Source data
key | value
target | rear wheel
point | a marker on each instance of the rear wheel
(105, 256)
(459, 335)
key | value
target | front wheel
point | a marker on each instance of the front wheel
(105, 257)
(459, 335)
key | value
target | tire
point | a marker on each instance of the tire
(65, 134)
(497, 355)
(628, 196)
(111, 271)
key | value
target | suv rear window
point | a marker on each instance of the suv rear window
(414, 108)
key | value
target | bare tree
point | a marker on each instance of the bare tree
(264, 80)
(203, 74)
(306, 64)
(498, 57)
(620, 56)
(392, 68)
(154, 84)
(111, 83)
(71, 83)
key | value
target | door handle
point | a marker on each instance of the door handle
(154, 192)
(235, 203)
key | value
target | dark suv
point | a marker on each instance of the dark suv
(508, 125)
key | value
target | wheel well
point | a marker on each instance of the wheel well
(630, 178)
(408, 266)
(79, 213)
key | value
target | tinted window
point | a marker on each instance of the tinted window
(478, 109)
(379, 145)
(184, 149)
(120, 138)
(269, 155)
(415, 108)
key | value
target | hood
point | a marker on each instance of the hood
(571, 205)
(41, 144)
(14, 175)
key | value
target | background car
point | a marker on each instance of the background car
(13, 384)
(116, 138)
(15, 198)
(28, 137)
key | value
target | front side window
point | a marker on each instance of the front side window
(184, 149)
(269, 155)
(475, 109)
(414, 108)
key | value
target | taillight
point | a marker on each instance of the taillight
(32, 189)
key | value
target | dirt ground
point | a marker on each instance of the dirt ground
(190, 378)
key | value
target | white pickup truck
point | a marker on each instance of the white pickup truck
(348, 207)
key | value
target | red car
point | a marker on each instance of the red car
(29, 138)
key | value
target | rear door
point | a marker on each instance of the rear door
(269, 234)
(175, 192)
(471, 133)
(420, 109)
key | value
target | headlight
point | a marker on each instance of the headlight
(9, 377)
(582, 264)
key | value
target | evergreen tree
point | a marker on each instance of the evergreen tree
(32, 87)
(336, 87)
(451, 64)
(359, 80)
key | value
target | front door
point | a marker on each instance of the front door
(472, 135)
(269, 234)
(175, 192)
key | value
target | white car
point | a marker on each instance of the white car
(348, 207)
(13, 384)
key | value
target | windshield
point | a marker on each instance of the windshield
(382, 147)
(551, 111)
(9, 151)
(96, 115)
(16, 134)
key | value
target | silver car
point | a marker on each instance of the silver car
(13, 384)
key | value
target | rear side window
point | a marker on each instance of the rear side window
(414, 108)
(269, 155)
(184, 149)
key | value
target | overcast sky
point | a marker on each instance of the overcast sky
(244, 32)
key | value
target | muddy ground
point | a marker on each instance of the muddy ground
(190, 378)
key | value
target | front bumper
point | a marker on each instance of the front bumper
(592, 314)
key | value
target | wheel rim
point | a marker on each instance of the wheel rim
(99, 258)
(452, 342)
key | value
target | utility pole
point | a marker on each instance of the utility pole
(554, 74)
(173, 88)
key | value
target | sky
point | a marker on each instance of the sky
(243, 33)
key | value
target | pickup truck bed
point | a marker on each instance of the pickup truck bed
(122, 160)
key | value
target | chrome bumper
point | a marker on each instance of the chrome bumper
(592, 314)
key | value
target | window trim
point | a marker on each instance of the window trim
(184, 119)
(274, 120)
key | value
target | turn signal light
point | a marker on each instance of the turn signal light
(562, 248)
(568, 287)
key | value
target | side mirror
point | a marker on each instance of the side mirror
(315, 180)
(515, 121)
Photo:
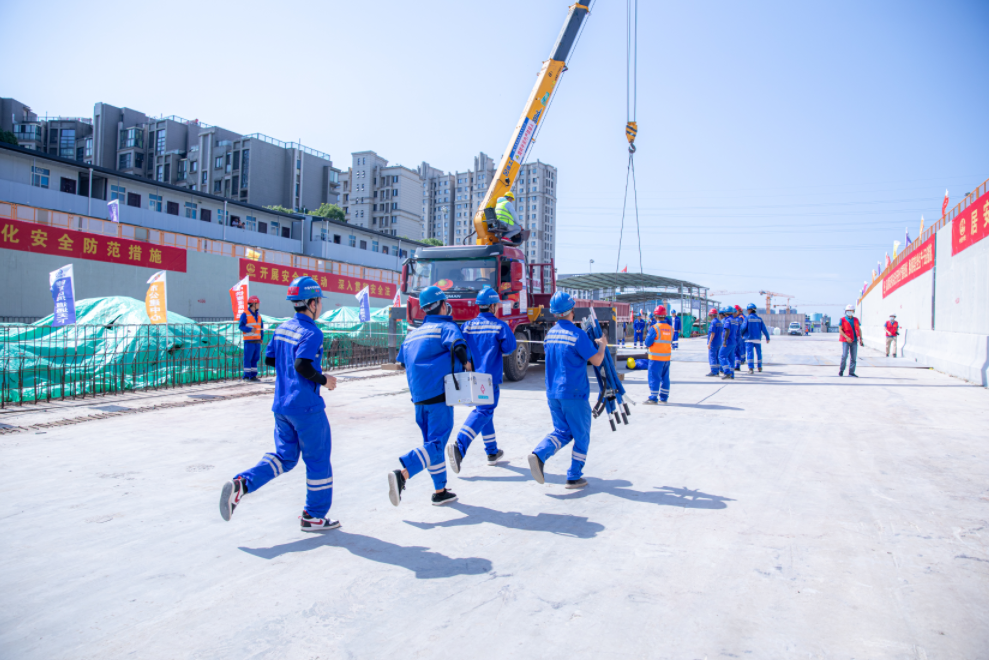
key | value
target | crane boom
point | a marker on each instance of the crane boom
(533, 113)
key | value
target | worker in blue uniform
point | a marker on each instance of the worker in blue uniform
(715, 333)
(427, 354)
(488, 339)
(754, 331)
(568, 349)
(296, 352)
(659, 340)
(726, 356)
(639, 328)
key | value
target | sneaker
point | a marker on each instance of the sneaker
(396, 484)
(456, 458)
(311, 524)
(447, 496)
(536, 467)
(231, 495)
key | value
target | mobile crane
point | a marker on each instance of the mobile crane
(463, 270)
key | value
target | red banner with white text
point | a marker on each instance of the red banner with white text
(917, 263)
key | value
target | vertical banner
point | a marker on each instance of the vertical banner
(156, 300)
(63, 288)
(238, 296)
(364, 300)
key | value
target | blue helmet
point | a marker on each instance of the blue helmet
(430, 295)
(561, 302)
(487, 296)
(304, 288)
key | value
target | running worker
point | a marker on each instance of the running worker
(296, 353)
(489, 339)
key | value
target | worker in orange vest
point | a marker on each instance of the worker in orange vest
(253, 328)
(659, 343)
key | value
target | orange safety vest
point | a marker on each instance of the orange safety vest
(660, 349)
(255, 325)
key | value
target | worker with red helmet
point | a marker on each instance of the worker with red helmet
(659, 346)
(253, 328)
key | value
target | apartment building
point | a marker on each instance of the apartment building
(380, 196)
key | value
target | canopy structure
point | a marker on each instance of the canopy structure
(642, 291)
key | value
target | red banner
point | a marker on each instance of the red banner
(43, 239)
(918, 262)
(971, 225)
(265, 273)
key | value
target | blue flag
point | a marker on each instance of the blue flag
(364, 300)
(63, 295)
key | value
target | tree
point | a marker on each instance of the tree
(330, 211)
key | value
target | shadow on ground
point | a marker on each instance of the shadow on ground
(554, 523)
(424, 563)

Written task
Pictures are excluded; repeat every record exactly.

Finished exercise
key | value
target | rear wheel
point | a marker on each instance of the rear wheel
(105, 256)
(459, 335)
key | value
target | front wheel
point | a marker on each instance of the front wheel
(105, 257)
(459, 335)
key | value
target | tire
point | a marker on each instance of the tire
(65, 134)
(497, 355)
(628, 196)
(111, 271)
key | value
target | suv rear window
point | a marker on each instance of the suv rear window
(414, 108)
key | value
target | bare tree
point | a marker on each instance of the bare tree
(264, 80)
(203, 74)
(306, 64)
(498, 57)
(620, 56)
(392, 68)
(154, 84)
(111, 83)
(71, 83)
key | value
target | door handle
point | a marker on each instance of the door handle
(154, 192)
(235, 203)
key | value
target | dark suv
point | a marker on each instance of the dark suv
(508, 125)
key | value
target | wheel well
point | a marker on each instance of the wheel well
(630, 178)
(408, 266)
(79, 213)
key | value
target | tinted window
point | a marker on each instance of the tinted window
(478, 109)
(379, 145)
(184, 149)
(120, 138)
(269, 155)
(415, 108)
key | value
target | hood
point | a marker on each instance of the hood
(571, 205)
(41, 144)
(14, 175)
key | value
target | background car
point | a marker on each instance of the background car
(13, 384)
(116, 138)
(15, 198)
(28, 137)
key | value
target | front side window
point | a marker on each instance of the front side window
(184, 149)
(269, 155)
(475, 109)
(414, 108)
key | value
target | taillight
point | a marker on each instance of the taillight
(32, 189)
key | value
target | dirt ground
point | a marker on each instance of the dirt ground
(190, 378)
key | value
target | white pickup truck
point | a marker on each instance of the white pickup truck
(348, 207)
key | value
target | red car
point | a marker on each instance of the red car
(29, 138)
key | value
target | rear door
point | a marker on each instance of the rear door
(269, 234)
(175, 192)
(471, 133)
(420, 109)
key | value
target | headlight
point | a marker on each instance of the headlight
(9, 377)
(582, 264)
key | value
target | evergreen tree
point | a marker on each instance of the evergreen tree
(32, 87)
(336, 87)
(451, 64)
(359, 80)
key | value
target | front door
point | a marker on each instance of the front door
(472, 135)
(269, 234)
(175, 192)
key | value
target | white car
point | a marker on each instance of the white car
(348, 207)
(13, 384)
key | value
target | windshield
point | a marker on each instance of the windshield
(382, 147)
(551, 111)
(9, 151)
(96, 115)
(16, 134)
key | value
target | silver car
point | a marker on each instance of the silver car
(13, 384)
key | value
target | rear side window
point | a marker on each instance of the rear side window
(414, 108)
(269, 155)
(184, 149)
key | value
target | overcast sky
point | a marker on each instance of the overcast sky
(244, 32)
key | value
target | muddy ground
point | a marker on each instance of the muddy ground
(190, 378)
key | value
target | front bumper
point | a marker on each instance of the front bumper
(592, 314)
key | value
target | wheel rim
point | a marker on each instance of the wheel rim
(99, 258)
(452, 342)
key | value
target | utility pole
point | a marker on each instance of the utility pole
(554, 74)
(173, 88)
key | value
target | sky
point | a marker on each instance of the sky
(243, 33)
key | value
target | pickup truck bed
point | a marker on each instance of the pickup truck bed
(122, 160)
key | value
target | chrome bumper
point | a marker on each instance of the chrome bumper
(592, 314)
key | value
target | window trim
point | a marker on each instance of the window trim
(184, 119)
(274, 120)
key | value
target | turn signal light
point | a marker on each instance of the turn signal light
(562, 248)
(568, 287)
key | value
target | side mirror
point | a marker on each instance of the side mirror
(315, 180)
(515, 121)
Photo:
key | value
target | crane boom
point | a marker on each instance of the crane boom
(533, 113)
key | value
target | worker in blue uniform
point | a marker on each instance of the worker in blue uniform
(715, 333)
(427, 354)
(488, 339)
(754, 331)
(568, 349)
(296, 352)
(659, 340)
(726, 356)
(639, 328)
key | value
target | sneaker
point | a marker on each instance of the sneaker
(396, 484)
(456, 458)
(311, 524)
(447, 496)
(536, 467)
(231, 495)
key | value
target | mobile crane
point | a marker on each instance of the mobile crane
(463, 270)
key | value
target | red banner with white text
point | a marker on each instance of the red banner with white text
(917, 263)
key | value
target | vertical banner
point | a marker on each instance of the vertical banner
(156, 300)
(63, 288)
(238, 296)
(364, 300)
key | value
target | blue helmet
point | a marker on each instance of the blue helmet
(430, 295)
(561, 302)
(487, 296)
(304, 288)
key | value
target | running worker
point | a marker on each instance of the running worker
(296, 353)
(489, 339)
key | value
target | worker in orange vest
point | a marker on each instance of the worker in orange vest
(253, 328)
(659, 343)
key | value
target | orange safety vest
point | a marker on each instance of the orange safety vest
(660, 349)
(255, 325)
key | value
target | worker with red helmet
point | a marker on each instance of the worker with red helmet
(659, 346)
(253, 328)
key | value
target | apartment building
point | a marker on each instance of the apartment building
(380, 196)
key | value
target | canopy structure
point | a marker on each instance of the canopy structure
(642, 291)
key | value
target | red banner
point | a marker on each instance of the red banner
(43, 239)
(918, 262)
(971, 225)
(265, 273)
key | value
target | blue flag
point | a marker on each instance of the blue flag
(364, 300)
(63, 295)
key | value
target | tree
point | a marker on each instance of the tree
(330, 211)
key | value
target | shadow on ground
point | a marker on each instance of the shadow on ground
(554, 523)
(424, 563)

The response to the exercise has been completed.